(Beginning of Given information)

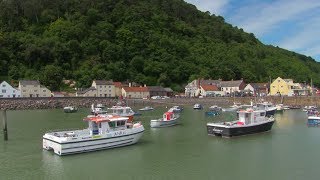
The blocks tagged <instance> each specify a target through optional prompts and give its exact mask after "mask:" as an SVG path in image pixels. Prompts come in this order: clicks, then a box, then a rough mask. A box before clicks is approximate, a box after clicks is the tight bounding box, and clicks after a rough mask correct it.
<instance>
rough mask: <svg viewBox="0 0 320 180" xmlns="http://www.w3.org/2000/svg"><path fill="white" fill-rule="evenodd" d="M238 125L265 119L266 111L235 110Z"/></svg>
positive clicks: (261, 120)
mask: <svg viewBox="0 0 320 180" xmlns="http://www.w3.org/2000/svg"><path fill="white" fill-rule="evenodd" d="M237 116H238V122H237V124H238V125H248V124H253V123H258V122H261V121H264V120H265V116H266V111H264V110H256V111H254V110H252V109H248V110H240V111H238V112H237Z"/></svg>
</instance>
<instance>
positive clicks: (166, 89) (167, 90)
mask: <svg viewBox="0 0 320 180" xmlns="http://www.w3.org/2000/svg"><path fill="white" fill-rule="evenodd" d="M164 90H166V92H173V90H172V89H171V88H164Z"/></svg>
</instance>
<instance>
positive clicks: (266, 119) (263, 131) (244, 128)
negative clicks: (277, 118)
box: [207, 109, 274, 137]
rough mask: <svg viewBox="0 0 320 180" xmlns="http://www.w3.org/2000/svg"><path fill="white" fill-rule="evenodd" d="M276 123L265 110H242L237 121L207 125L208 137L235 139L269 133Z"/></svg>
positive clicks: (237, 115) (207, 123)
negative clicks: (257, 134)
mask: <svg viewBox="0 0 320 180" xmlns="http://www.w3.org/2000/svg"><path fill="white" fill-rule="evenodd" d="M273 123H274V118H273V116H270V117H268V116H266V111H265V110H253V109H247V110H240V111H238V112H237V119H236V120H235V121H231V122H219V123H207V132H208V135H213V136H222V137H233V136H241V135H247V134H253V133H260V132H265V131H269V130H270V129H271V128H272V125H273Z"/></svg>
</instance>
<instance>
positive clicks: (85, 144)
mask: <svg viewBox="0 0 320 180" xmlns="http://www.w3.org/2000/svg"><path fill="white" fill-rule="evenodd" d="M128 119H129V118H128V117H121V116H118V115H111V114H109V115H102V116H100V115H98V116H94V115H89V116H88V117H86V118H84V121H87V122H88V128H87V129H80V130H65V131H52V132H48V133H45V134H44V135H43V149H46V150H53V151H54V153H55V154H58V155H67V154H75V153H82V152H89V151H97V150H102V149H108V148H115V147H121V146H127V145H131V144H134V143H136V142H137V141H138V140H139V139H140V137H141V136H142V134H143V132H144V127H143V125H142V124H141V123H140V122H137V123H129V122H128Z"/></svg>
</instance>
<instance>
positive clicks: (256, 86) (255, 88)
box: [250, 83, 269, 89]
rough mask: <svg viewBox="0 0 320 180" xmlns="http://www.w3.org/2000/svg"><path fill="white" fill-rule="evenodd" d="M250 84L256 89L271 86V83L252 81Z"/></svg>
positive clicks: (258, 88) (261, 88) (250, 84)
mask: <svg viewBox="0 0 320 180" xmlns="http://www.w3.org/2000/svg"><path fill="white" fill-rule="evenodd" d="M250 85H251V86H252V87H253V88H255V89H264V88H269V83H250Z"/></svg>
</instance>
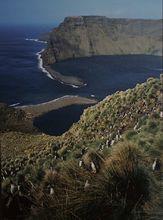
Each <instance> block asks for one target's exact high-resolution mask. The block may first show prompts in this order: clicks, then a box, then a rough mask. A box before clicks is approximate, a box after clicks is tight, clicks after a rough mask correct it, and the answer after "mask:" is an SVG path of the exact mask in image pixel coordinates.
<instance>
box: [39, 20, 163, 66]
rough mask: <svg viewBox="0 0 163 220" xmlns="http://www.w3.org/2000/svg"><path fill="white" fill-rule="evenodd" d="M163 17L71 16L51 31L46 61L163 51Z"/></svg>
mask: <svg viewBox="0 0 163 220" xmlns="http://www.w3.org/2000/svg"><path fill="white" fill-rule="evenodd" d="M161 30H162V20H143V19H110V18H107V17H101V16H79V17H67V18H65V20H64V22H63V23H61V24H60V25H59V27H57V28H55V29H54V30H53V31H52V32H51V33H50V34H49V42H48V47H47V49H46V50H45V51H44V53H43V54H42V57H43V60H44V63H45V64H46V65H48V64H53V63H55V62H56V61H60V60H64V59H68V58H75V57H84V56H92V55H122V54H152V55H161V54H162V32H161Z"/></svg>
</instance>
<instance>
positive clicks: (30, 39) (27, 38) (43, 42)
mask: <svg viewBox="0 0 163 220" xmlns="http://www.w3.org/2000/svg"><path fill="white" fill-rule="evenodd" d="M25 40H27V41H34V42H38V43H43V44H47V42H46V41H42V40H39V39H35V38H26V39H25Z"/></svg>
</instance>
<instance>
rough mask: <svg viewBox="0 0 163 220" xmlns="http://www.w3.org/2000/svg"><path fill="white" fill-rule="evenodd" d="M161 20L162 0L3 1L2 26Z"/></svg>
mask: <svg viewBox="0 0 163 220" xmlns="http://www.w3.org/2000/svg"><path fill="white" fill-rule="evenodd" d="M75 15H103V16H107V17H114V18H118V17H121V18H149V19H160V18H161V17H162V0H0V23H1V24H53V23H57V22H60V21H62V20H63V19H64V17H66V16H75Z"/></svg>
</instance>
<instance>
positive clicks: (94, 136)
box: [1, 78, 161, 166]
mask: <svg viewBox="0 0 163 220" xmlns="http://www.w3.org/2000/svg"><path fill="white" fill-rule="evenodd" d="M160 88H161V83H160V80H159V79H154V78H151V79H148V81H147V82H145V83H143V84H139V85H137V86H136V87H135V88H134V89H129V90H127V91H121V92H116V93H115V94H113V95H110V96H108V97H106V98H105V99H104V100H103V101H101V102H99V103H98V104H96V105H94V106H92V107H89V108H88V109H86V110H85V111H84V113H83V115H82V116H81V118H80V120H79V122H78V123H76V124H74V125H73V126H72V127H71V128H70V130H69V131H67V132H66V133H65V134H63V135H62V136H58V137H50V136H48V135H44V134H40V135H34V134H33V135H31V134H27V135H26V134H24V133H22V132H5V133H4V134H1V140H2V141H1V145H2V158H3V159H4V160H5V158H8V159H7V164H8V165H7V166H10V165H9V164H10V159H11V160H12V161H13V160H14V159H16V158H18V155H19V153H18V152H19V149H20V152H21V153H20V155H23V158H25V159H24V163H25V164H24V165H26V164H28V161H32V164H35V163H37V159H38V161H39V160H40V159H41V158H42V160H43V161H42V162H43V163H44V162H45V163H47V158H48V161H49V162H50V163H53V162H54V164H56V163H57V162H62V160H63V158H64V159H66V158H67V159H68V158H74V159H75V158H80V155H81V150H82V149H83V150H84V149H86V148H89V149H92V148H93V149H97V150H100V149H107V148H108V147H109V146H110V145H113V144H114V143H116V142H117V141H118V140H120V137H121V136H122V135H123V134H124V133H125V132H126V131H127V130H129V129H133V128H134V127H135V126H136V127H139V123H140V125H141V121H143V120H145V119H146V118H147V117H153V116H155V115H156V116H157V115H158V114H159V100H158V97H159V94H160ZM8 149H11V151H10V153H9V150H8ZM15 152H16V153H15ZM55 153H57V157H58V159H57V160H56V159H55V157H54V156H55ZM8 155H9V157H10V159H9V157H8ZM20 160H21V158H20ZM2 161H3V160H2ZM4 164H5V163H4ZM12 166H13V165H12Z"/></svg>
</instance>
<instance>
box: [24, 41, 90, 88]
mask: <svg viewBox="0 0 163 220" xmlns="http://www.w3.org/2000/svg"><path fill="white" fill-rule="evenodd" d="M25 40H26V41H33V42H37V43H43V44H47V42H46V41H42V40H39V39H35V38H25ZM45 50H46V49H42V50H41V51H39V52H37V53H36V56H37V59H38V68H39V69H40V70H41V71H42V72H43V73H45V74H46V76H47V77H49V78H50V79H52V80H57V81H59V82H60V83H62V84H64V85H68V86H71V87H73V88H80V87H83V86H86V85H87V84H86V83H84V82H83V81H82V79H80V78H78V77H75V76H65V75H62V74H61V73H59V72H57V71H55V70H54V69H53V68H52V67H51V66H50V65H44V61H43V58H42V53H43V52H44V51H45Z"/></svg>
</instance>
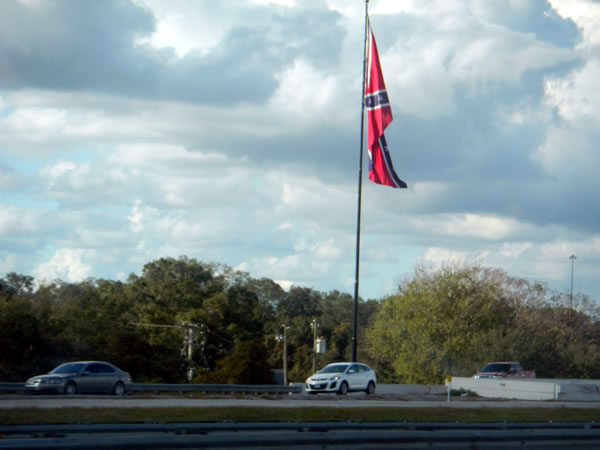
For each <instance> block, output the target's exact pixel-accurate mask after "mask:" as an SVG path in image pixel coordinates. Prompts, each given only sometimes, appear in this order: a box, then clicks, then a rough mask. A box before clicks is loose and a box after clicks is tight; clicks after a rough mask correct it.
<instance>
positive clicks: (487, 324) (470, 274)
mask: <svg viewBox="0 0 600 450" xmlns="http://www.w3.org/2000/svg"><path fill="white" fill-rule="evenodd" d="M506 280H507V277H506V276H505V275H504V273H503V272H502V271H499V270H492V269H484V268H481V267H478V266H444V267H442V268H441V269H440V270H438V271H428V270H427V269H426V268H424V267H422V266H420V267H418V268H417V270H416V272H415V277H414V279H413V280H410V281H407V282H406V283H405V284H404V285H403V286H401V288H400V293H399V295H396V296H392V297H389V298H387V299H385V300H384V301H383V303H382V305H381V307H380V309H379V311H378V313H377V316H376V319H375V321H374V322H373V325H372V326H371V328H370V329H369V330H368V331H367V341H368V344H369V346H370V354H371V356H372V358H373V360H374V361H375V362H376V363H377V365H379V364H381V365H382V366H384V367H393V379H394V380H395V381H398V382H404V383H438V382H441V380H442V379H443V378H444V376H445V375H446V374H448V373H452V374H455V375H466V374H471V370H472V367H473V366H474V364H475V363H474V361H478V360H479V359H480V358H481V356H480V355H477V354H476V350H477V349H478V345H477V344H476V343H477V342H480V341H482V340H484V341H487V336H488V335H489V333H490V330H505V329H507V328H508V326H509V324H510V320H511V306H510V305H509V304H507V302H506V299H505V298H504V297H503V289H502V288H503V283H504V282H505V281H506Z"/></svg>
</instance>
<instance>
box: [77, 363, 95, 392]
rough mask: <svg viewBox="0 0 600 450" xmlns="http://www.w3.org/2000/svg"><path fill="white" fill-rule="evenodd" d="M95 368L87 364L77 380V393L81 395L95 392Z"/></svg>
mask: <svg viewBox="0 0 600 450" xmlns="http://www.w3.org/2000/svg"><path fill="white" fill-rule="evenodd" d="M93 366H94V365H93V364H86V365H85V366H84V367H83V369H82V370H81V372H80V373H79V375H78V376H77V378H76V380H75V381H76V382H77V391H78V392H79V393H80V394H84V393H86V392H93V391H94V383H95V381H94V374H93V372H92V370H93Z"/></svg>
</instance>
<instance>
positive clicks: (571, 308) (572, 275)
mask: <svg viewBox="0 0 600 450" xmlns="http://www.w3.org/2000/svg"><path fill="white" fill-rule="evenodd" d="M569 259H570V260H571V304H570V305H569V306H570V308H571V309H573V266H574V263H575V260H576V259H577V256H575V255H571V256H569Z"/></svg>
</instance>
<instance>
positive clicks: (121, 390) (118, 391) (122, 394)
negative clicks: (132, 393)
mask: <svg viewBox="0 0 600 450" xmlns="http://www.w3.org/2000/svg"><path fill="white" fill-rule="evenodd" d="M124 394H125V385H124V384H123V383H121V382H120V381H119V382H117V384H115V387H114V388H113V395H116V396H117V397H122V396H123V395H124Z"/></svg>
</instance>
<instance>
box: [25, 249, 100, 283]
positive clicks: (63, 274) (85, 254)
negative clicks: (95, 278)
mask: <svg viewBox="0 0 600 450" xmlns="http://www.w3.org/2000/svg"><path fill="white" fill-rule="evenodd" d="M94 256H95V252H94V251H91V250H84V249H74V248H61V249H58V250H57V251H56V252H55V253H54V255H52V257H51V258H50V259H49V260H48V261H46V262H44V263H42V264H40V265H39V266H38V267H37V268H36V269H34V270H33V273H34V274H35V277H36V278H37V279H38V281H42V282H44V281H46V282H50V281H53V280H55V279H62V280H66V281H70V282H78V281H82V280H84V279H86V278H87V277H88V276H90V272H91V266H90V265H89V264H87V263H85V262H84V260H85V259H87V258H93V257H94Z"/></svg>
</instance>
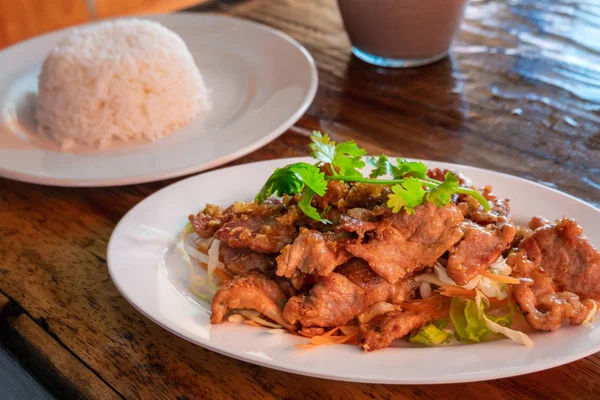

(End of Given information)

* _Work request_: Put the part of the data that opens at its very start and closes with the line containing "positive clicks: (261, 120)" into a numbered list. Leave out blank lines and the pictures.

* _Answer_:
1. The blocks tagged <instance> each specify a target through optional prompts and give its exact mask after "mask:" as an SVG path in image pixels. Prompts come in this order: clicks, then a box, then a rough mask. A box before clicks is approximate, a box after clicks is the tight bounding box, and clicks after a rough mask correct it.
2. <instance>
3. rough mask: <svg viewBox="0 0 320 180" xmlns="http://www.w3.org/2000/svg"><path fill="white" fill-rule="evenodd" d="M238 125L265 119L266 111L235 110Z"/></svg>
4. positive clicks: (261, 120)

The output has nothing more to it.